## Aim of the exercise
Reproduce the forum reply below on agile adoption and the placement of QA in its entirety, word for word and line for line.
===== Page text =====
Re: QRe: "Why is QA Always the bottleneck?"

by Steven Gordon-2 :: Rate this Message:

Reply to Author | View Threaded | Show Only this Message

It seems like this organization has not adopted agile top-down, so my
previous comments are fully applicable to such an organization,

Top-down agile adoption cannot be successful in an organization that
believes it is doing just fine with its current approach.  The attitude that
there are lots of people waiting to fill the jobs of people who do not like
the way things are done here indicates that the organization as a whole is
far from ready to consider a different approach.

Given that, agile approaches can still work in isolated sub-organizations,
but the people who interface between an agile sub-organization and the rest
of the organization face the formidable challenge of living in both worlds.

Centralizing QA is a step away from agility. It may solve the most visible
problems today, but I believe it will always create worse problems in the
long run.  It adds extra communication overhead, increases the size of
feedback loops, and breaks down the responsibility for delivering
high-quality working software in a way such that nobody is really
responsible.

The cetnral argument at a non-agile organization for integrating QA into
each project team is that doing so now makes the team itself responsible for
deliveribng software.  This does not necessarily mean that the QA people on
the project team might not have also report to a centralized QA authority,
especially in an already matrixed organization, but the daily responsibility
is to collaborate with everybody else on the project team to deliver working
software early and often.  Again, this also includes other specializations
such as DBAs, BAs, documentors and trainers (although some may not have
enough work to be full-time members of the project team during the entire
life cycle).
===== Excerpted data =====
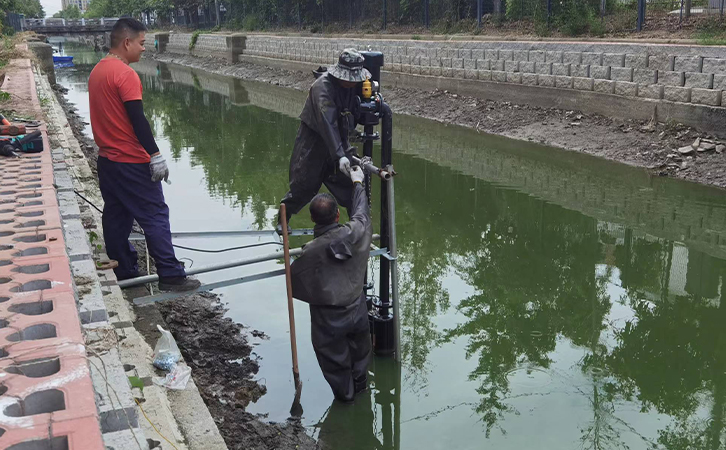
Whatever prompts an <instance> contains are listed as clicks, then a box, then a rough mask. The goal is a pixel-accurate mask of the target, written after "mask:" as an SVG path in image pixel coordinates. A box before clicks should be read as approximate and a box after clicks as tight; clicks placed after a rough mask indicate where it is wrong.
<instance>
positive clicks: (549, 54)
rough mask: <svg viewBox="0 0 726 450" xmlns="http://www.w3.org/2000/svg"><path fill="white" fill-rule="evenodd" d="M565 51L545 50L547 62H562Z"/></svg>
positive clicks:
=====
## Solution to this exercise
Re: QRe: "Why is QA Always the bottleneck?"

by Steven Gordon-2 :: Rate this Message:

Reply to Author | View Threaded | Show Only this Message

It seems like this organization has not adopted agile top-down, so my
previous comments are fully applicable to such an organization,

Top-down agile adoption cannot be successful in an organization that
believes it is doing just fine with its current approach.  The attitude that
there are lots of people waiting to fill the jobs of people who do not like
the way things are done here indicates that the organization as a whole is
far from ready to consider a different approach.

Given that, agile approaches can still work in isolated sub-organizations,
but the people who interface between an agile sub-organization and the rest
of the organization face the formidable challenge of living in both worlds.

Centralizing QA is a step away from agility. It may solve the most visible
problems today, but I believe it will always create worse problems in the
long run.  It adds extra communication overhead, increases the size of
feedback loops, and breaks down the responsibility for delivering
high-quality working software in a way such that nobody is really
responsible.

The cetnral argument at a non-agile organization for integrating QA into
each project team is that doing so now makes the team itself responsible for
deliveribng software.  This does not necessarily mean that the QA people on
the project team might not have also report to a centralized QA authority,
especially in an already matrixed organization, but the daily responsibility
is to collaborate with everybody else on the project team to deliver working
software early and often.  Again, this also includes other specializations
such as DBAs, BAs, documentors and trainers (although some may not have
enough work to be full-time members of the project team during the entire
life cycle).